#### Job 1
In the coreference trainer documentation, which score on the dev set does early stopping use?
#### Job 2
Continue the coreference trainer documentation from the point where it stops.

* Begin Excerpted text *

Nasty.Semantic.Coreference.Neural.E2ETrainer (Nasty v0.3.0)

Training pipeline for end-to-end span-based coreference resolution.

Trains the model with joint optimization of:

Span detection (mention vs non-mention)
Pairwise coreference (coreferent vs not)

Loss = span_weight span_loss + coref_weight coref_loss

Includes early stopping based on CoNLL F1 score on dev set.

Example

# Train model
{:ok, models, params, history} = E2ETrainer.train(
  train_data,
  dev_data,
  vocab,
  epochs: 25,
  batch_size: 16,
  learning_rate: 0.0005
)

# Save models
E2ETrainer.save_models(models, params, vocab, "priv/models/en/e2e_coref")

Summary

Types

models()

params()

Functions

load_models(base_path)

Load trained models from disk.

save_models(models, params, vocab, base_path)

Save trained models to disk.

train(train_data, dev_data, vocab, opts \\ [])

Train end-to-end coreference model.

Types

models()

@type models() :: %{
  encoder: Axon.t(),
  span_scorer: Axon.t(),
  pair_scorer: Axon.t(),
  width_embeddings: Axon.t(),
  config: map()
}

params()

@type params() :: %{
  encoder: map(),
  span_scorer: map(),
  pair_scorer: map(),
  width_embeddings: map()
}

Functions

load_models(base_path)

@spec load_models(Path.t()) :: {:ok, models(), params(), map()} | {:error, term()}

Load trained models from disk.

Parameters

base_path - Base path where models were saved

Returns

{:ok, models, params, vocab} - Loaded models
{:error, reason} - Load error

save_models(models, params, vocab, base_path)

@spec save_models(models(), params(), map(), Path.t()) :: :ok | {:error, term()}

Save trained models to disk.

* End Excerpted text *
* Begin Entries provided *

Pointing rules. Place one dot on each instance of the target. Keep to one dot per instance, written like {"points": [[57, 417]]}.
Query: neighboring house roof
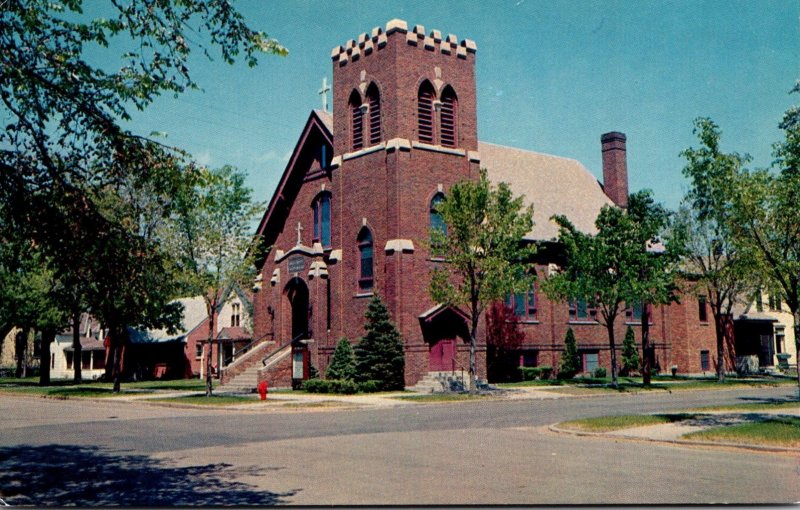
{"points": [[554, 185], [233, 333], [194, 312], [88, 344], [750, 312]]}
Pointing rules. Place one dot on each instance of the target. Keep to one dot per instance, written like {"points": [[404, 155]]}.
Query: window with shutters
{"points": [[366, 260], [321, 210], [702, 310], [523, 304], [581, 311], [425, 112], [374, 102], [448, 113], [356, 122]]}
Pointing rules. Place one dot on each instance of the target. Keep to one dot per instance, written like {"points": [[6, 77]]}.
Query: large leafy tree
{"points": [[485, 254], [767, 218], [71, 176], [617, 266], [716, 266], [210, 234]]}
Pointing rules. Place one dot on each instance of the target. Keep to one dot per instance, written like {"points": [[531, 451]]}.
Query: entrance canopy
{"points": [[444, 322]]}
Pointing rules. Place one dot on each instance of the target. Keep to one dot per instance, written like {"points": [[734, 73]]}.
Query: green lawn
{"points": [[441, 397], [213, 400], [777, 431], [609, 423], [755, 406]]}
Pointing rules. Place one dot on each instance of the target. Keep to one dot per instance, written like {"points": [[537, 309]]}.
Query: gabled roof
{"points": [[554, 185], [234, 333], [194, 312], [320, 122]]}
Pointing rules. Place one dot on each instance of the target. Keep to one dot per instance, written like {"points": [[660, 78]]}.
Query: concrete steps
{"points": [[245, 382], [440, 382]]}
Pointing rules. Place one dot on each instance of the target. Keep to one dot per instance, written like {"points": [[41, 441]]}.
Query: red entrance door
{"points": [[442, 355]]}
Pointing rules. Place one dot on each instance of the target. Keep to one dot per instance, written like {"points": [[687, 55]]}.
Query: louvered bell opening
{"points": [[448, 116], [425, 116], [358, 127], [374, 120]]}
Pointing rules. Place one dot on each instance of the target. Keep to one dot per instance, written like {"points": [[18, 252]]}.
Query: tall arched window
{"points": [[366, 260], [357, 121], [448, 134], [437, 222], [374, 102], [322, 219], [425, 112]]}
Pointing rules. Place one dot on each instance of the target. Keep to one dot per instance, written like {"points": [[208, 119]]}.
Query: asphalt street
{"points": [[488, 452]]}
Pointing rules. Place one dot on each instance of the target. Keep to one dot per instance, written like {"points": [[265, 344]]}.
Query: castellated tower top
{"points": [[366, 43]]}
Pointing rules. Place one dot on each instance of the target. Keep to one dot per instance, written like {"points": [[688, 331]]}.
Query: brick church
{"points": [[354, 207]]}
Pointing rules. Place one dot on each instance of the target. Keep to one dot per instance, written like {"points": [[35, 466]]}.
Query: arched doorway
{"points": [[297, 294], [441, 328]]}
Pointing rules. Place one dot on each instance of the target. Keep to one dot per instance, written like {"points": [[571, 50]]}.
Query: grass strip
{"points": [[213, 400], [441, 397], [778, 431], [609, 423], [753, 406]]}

* End Entries provided *

#### Answer 1
The CoNLL F1 score.

#### Answer 2
Parameters

models - Model structures
params - Model parameters
vocab - Vocabulary map
base_path - Base path for saving (directory will be created)

Returns

:ok - Success
{:error, reason} - Save error

train(train_data, dev_data, vocab, opts \\ [])

@spec train([map()], [map()], map(), keyword()) ::
  {:ok, models(), params(), map()} | {:error, term()}

Train end-to-end coreference model.

Parameters

train_data - Training data (spans + labels)
dev_data - Development data (for early stopping)
vocab - Vocabulary map
opts - Training options

Options

:epochs - Number of epochs (default: 25)
:batch_size - Batch size (default: 16)
:learning_rate - Learning rate (default: 0.0005)
:hidden_dim - LSTM hidden dimension (default: 256)
:dropout - Dropout rate (default: 0.3)
:patience - Early stopping patience (default: 3)
:span_loss_weight - Weight for span loss (default: 0.3)
:coref_loss_weight - Weight for coref loss (default: 0.7)
:max_span_width - Maximum span width (default: 10)
:top_k_spans - Keep top K spans per sentence (default: 50)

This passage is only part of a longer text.